*** Opening of Extract provided ***

The Stratford Martyrs Memorial is a memorial that commemorates the group of 11 men and two women who were burned at the stake together for their Protestant beliefs, at Stratford-le-Bow or Stratford near London in England on 27 June 1556, during the Marian persecutions.

In 1879, a large monument was erected in St John's churchyard in Stratford Broadway, to commemorate the 13 and others who were executed or tortured in Stratford during the persecutions. Designed by J T Newman, it consists of an ornate hexagonal column, capped with a 12-sided spire rising to a height of 65 feet. One side of the column carries a terra cotta plaque, sculpted in relief, based on the illustration of the martyrdom in Foxe's book. The other panels carry the names of the 13 martyrs, together with Elizabeth Warne (burnt 23 August 1555), Stephen Harwood (burnt 30 August 1555), Hugh Laverock and John Apprice (both burnt 15 May 1556). Also included are Patrick Packingham, who was actually executed at Uxbridge and the Reverend Thomas Rose, the Vicar of All Saints Church, West Ham, who "was tortured and exiled for preaching against auricular confession, transubstantiation, purgatory and images". The memorial is Grade II listed on the National Heritage List for England.

*** Close of Extract provided ***
*** Opening of Extracted information ***

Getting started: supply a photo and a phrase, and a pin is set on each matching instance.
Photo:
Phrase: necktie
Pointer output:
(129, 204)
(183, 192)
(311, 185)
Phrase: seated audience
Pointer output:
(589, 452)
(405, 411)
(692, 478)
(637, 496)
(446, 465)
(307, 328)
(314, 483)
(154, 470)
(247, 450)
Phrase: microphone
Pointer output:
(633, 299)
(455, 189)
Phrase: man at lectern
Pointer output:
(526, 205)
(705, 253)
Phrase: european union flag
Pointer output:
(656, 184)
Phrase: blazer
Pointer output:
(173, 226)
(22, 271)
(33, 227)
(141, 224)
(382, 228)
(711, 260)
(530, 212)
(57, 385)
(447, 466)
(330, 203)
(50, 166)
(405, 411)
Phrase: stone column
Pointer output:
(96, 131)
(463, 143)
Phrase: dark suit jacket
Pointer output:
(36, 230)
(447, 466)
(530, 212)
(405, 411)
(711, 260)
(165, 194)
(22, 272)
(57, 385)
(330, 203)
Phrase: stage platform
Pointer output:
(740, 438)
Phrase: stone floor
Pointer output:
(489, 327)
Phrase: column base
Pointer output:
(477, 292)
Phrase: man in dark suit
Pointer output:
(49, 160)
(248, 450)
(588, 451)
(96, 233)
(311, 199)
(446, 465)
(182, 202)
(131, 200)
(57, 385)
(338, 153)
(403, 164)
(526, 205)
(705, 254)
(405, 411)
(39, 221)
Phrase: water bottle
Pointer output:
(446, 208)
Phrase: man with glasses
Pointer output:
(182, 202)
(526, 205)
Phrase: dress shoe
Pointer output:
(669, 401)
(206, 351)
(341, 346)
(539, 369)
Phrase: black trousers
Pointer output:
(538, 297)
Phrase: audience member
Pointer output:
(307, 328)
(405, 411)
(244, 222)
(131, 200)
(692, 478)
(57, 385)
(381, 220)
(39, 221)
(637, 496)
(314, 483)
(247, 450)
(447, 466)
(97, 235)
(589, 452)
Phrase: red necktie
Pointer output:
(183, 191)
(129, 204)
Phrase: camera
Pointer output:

*** Close of Extracted information ***

**To do**
1. Rewrite the passage on the Stratford Martyrs Memorial from "The Stratford Martyrs" up to and including "the Marian persecutions.", replacing "burned at the stake" with "put to death by fire".
2. According to the passage on the Stratford Martyrs Memorial, who designed the monument erected in 1879?
3. Extend the passage on the Stratford Martyrs Memorial beyond its final sentence.

**Expected results**
1.
The Stratford Martyrs Memorial is a memorial that commemorates the group of 11 men and two women who were put to death by fire together for their Protestant beliefs, at Stratford-le-Bow or Stratford near London in England on 27 June 1556, during the Marian persecutions.

2. J T Newman

3.
The monument was paid for by public subscription; the chairman of the appeal committee was Rev. William Jay Bolton, the Vicar of Stratford. It was inaugurated in a ceremony on 2 August 1879, presided over by the Earl of Shaftesbury, who made a strongly anti-Catholic speech. The opinion of The Graphic, a national weekly newspaper, was that "Language of this sort is better calculated to wound the feelings of many good people than to break down barriers that already too effectually divide the different denominations."